Location identification entries
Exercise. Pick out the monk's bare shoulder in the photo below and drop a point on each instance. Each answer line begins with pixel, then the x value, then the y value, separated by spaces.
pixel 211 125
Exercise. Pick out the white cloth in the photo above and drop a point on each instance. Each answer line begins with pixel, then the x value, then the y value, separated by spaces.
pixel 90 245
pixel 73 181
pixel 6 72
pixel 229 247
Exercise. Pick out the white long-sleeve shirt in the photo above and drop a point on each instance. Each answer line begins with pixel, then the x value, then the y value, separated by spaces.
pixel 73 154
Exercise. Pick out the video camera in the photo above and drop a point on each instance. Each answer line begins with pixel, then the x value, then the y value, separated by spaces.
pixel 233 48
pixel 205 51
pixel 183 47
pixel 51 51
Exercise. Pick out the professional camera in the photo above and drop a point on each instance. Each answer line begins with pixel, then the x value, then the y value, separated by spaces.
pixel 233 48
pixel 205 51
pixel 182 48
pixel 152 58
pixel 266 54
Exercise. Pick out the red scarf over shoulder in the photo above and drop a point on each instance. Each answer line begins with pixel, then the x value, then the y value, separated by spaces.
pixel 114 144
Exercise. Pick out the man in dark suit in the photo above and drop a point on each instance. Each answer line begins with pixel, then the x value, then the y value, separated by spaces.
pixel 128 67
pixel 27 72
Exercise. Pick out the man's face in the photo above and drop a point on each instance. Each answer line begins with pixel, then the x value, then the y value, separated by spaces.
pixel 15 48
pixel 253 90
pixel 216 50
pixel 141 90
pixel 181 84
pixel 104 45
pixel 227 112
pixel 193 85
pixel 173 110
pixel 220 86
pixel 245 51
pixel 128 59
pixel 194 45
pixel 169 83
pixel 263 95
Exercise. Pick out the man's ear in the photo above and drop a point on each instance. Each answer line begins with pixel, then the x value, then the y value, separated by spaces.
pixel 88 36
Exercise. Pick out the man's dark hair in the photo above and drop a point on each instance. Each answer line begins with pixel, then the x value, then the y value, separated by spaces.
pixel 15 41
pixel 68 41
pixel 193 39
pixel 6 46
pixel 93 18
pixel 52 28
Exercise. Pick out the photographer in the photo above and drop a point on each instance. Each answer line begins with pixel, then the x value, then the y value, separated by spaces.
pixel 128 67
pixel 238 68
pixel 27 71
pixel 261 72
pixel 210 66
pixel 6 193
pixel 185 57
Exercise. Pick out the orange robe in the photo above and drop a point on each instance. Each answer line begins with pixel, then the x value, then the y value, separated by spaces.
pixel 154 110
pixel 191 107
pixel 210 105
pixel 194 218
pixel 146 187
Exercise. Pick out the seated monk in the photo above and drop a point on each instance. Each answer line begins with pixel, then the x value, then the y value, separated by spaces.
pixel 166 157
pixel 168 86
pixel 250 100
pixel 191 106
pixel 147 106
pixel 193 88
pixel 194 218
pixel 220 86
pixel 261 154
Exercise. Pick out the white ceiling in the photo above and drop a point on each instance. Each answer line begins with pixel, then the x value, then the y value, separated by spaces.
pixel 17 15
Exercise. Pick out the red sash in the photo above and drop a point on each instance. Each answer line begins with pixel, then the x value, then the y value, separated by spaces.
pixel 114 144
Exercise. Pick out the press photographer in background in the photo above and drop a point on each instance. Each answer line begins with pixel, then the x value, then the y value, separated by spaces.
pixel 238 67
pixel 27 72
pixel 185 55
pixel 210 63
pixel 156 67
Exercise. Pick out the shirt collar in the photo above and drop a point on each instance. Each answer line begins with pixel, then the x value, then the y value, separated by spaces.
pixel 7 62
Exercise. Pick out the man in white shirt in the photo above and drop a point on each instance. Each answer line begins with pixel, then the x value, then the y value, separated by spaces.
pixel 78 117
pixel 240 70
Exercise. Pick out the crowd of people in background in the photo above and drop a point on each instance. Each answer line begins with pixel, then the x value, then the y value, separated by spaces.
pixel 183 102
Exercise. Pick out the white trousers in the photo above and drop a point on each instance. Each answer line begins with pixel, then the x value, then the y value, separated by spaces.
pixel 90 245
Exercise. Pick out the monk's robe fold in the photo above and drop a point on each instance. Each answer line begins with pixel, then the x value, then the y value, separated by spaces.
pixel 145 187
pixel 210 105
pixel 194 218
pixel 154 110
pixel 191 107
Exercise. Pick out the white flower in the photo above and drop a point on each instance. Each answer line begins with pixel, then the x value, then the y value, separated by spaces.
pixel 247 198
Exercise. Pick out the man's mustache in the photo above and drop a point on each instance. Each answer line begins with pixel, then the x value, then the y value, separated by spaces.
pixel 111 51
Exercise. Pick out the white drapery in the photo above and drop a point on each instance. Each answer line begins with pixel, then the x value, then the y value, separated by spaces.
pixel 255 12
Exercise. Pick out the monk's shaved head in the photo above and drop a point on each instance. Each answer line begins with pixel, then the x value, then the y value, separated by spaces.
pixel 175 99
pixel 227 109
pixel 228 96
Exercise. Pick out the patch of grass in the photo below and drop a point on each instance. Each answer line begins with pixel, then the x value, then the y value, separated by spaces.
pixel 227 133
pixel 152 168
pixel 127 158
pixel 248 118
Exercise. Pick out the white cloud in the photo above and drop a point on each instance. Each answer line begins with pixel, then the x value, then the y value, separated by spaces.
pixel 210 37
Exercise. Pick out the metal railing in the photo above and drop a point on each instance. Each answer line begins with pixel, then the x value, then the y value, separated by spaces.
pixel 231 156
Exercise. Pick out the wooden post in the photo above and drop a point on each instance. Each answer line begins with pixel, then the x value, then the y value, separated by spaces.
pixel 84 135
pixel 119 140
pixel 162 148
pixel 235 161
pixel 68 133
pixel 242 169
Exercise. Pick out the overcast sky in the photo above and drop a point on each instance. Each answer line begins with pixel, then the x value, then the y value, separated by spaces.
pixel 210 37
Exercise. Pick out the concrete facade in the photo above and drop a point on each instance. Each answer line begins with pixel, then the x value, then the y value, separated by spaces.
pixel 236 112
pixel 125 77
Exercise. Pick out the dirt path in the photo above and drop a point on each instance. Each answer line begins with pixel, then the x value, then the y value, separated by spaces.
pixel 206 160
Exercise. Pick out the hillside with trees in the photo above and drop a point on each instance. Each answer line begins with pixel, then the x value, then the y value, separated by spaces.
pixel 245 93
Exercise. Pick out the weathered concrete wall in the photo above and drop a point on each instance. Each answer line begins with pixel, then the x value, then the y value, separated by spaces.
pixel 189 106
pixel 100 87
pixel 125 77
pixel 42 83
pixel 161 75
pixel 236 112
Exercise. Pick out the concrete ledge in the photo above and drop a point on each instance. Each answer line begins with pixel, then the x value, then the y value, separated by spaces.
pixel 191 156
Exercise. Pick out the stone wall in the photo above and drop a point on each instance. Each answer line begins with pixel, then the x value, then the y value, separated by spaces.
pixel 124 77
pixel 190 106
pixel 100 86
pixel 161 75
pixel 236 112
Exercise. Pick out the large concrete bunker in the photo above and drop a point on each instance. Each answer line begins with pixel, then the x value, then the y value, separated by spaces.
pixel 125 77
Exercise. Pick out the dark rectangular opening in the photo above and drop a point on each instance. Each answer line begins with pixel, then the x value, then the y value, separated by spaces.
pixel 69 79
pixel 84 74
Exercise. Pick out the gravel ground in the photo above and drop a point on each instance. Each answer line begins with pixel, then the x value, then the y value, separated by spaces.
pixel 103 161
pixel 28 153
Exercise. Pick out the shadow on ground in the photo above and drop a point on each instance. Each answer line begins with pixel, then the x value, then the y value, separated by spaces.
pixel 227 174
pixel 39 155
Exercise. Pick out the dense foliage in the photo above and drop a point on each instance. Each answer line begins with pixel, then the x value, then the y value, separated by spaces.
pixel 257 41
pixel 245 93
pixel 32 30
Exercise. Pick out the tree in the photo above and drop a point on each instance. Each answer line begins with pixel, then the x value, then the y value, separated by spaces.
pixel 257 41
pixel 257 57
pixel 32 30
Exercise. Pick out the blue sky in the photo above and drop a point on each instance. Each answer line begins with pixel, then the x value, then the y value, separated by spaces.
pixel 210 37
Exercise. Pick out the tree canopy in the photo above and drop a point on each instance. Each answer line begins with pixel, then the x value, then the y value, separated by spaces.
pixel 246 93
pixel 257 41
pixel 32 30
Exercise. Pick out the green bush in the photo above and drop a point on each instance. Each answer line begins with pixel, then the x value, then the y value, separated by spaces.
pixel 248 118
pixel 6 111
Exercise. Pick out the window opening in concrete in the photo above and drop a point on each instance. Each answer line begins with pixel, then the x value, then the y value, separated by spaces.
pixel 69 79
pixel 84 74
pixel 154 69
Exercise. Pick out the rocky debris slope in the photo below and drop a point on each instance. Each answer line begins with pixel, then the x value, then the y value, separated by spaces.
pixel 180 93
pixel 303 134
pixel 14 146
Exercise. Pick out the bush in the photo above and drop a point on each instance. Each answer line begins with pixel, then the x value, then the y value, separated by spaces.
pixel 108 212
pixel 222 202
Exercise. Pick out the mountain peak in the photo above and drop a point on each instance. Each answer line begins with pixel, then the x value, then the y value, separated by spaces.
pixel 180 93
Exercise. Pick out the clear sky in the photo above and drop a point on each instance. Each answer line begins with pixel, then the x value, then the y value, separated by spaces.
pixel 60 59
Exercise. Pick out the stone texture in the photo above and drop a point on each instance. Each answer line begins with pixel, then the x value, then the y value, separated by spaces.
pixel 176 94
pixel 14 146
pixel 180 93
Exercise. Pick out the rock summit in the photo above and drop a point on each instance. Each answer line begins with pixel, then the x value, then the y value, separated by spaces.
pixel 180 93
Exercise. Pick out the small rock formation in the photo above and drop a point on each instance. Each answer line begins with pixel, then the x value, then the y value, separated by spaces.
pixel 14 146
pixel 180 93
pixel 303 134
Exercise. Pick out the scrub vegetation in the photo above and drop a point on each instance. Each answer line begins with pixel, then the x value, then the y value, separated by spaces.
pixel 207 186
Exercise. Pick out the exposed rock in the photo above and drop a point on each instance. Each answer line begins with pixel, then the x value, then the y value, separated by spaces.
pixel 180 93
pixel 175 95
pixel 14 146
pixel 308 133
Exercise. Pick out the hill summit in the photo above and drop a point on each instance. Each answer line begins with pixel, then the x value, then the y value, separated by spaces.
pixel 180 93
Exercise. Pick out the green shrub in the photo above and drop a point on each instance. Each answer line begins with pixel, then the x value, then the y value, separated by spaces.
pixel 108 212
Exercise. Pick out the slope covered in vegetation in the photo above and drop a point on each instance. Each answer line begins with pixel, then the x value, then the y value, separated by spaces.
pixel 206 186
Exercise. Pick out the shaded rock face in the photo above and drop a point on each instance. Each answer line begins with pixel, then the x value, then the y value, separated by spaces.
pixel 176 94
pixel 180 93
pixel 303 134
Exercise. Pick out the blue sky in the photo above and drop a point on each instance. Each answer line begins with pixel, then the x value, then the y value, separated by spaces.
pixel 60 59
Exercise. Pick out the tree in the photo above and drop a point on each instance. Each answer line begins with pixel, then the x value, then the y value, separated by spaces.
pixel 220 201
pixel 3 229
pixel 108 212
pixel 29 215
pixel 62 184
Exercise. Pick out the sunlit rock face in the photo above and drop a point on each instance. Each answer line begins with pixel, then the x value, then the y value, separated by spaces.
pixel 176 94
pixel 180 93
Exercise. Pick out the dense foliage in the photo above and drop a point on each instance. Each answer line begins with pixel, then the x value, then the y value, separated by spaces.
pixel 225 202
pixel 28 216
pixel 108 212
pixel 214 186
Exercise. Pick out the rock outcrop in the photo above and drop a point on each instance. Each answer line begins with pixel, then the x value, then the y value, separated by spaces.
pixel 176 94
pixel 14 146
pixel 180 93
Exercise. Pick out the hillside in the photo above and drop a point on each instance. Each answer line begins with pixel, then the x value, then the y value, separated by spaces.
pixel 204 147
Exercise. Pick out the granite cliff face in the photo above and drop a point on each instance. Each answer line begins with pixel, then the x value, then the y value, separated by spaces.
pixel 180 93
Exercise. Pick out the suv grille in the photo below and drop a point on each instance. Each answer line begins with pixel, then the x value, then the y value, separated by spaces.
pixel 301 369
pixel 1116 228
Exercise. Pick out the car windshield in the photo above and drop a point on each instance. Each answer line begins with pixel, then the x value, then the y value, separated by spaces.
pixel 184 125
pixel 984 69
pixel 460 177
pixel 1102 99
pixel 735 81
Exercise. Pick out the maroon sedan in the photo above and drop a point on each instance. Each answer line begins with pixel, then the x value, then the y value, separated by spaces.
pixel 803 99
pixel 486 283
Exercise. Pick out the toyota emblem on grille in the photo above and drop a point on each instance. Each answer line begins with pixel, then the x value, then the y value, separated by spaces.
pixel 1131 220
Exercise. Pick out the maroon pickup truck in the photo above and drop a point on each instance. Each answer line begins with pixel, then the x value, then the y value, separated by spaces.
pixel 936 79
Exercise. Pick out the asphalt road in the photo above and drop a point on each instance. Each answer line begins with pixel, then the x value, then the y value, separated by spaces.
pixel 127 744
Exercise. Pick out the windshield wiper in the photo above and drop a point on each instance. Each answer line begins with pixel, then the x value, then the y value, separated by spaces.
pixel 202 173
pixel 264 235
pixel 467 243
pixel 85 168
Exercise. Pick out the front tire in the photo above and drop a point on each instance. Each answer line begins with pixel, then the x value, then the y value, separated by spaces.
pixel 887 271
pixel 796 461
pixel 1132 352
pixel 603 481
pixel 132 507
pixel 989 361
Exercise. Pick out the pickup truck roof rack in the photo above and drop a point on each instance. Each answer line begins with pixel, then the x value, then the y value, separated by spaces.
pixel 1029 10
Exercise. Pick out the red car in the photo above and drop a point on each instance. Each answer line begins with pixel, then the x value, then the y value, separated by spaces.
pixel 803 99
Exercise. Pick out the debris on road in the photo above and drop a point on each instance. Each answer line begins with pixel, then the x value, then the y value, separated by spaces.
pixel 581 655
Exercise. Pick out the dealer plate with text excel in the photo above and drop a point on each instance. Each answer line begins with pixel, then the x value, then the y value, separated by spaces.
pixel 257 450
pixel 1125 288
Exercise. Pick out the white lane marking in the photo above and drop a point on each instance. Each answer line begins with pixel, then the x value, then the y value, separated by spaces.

→ **Task requirements**:
Update the records from the line containing "Exercise. Pick out the exposed" through the line containing "pixel 308 133", changing "exposed rock" to "bare rock" and leaving everything else as it is.

→ **The reply**:
Exercise. Pick out the bare rock in the photo above and drop a point on each instance. Each answer line begins with pixel, then the x value, then the y value, separated by spaces.
pixel 180 93
pixel 175 95
pixel 14 146
pixel 308 133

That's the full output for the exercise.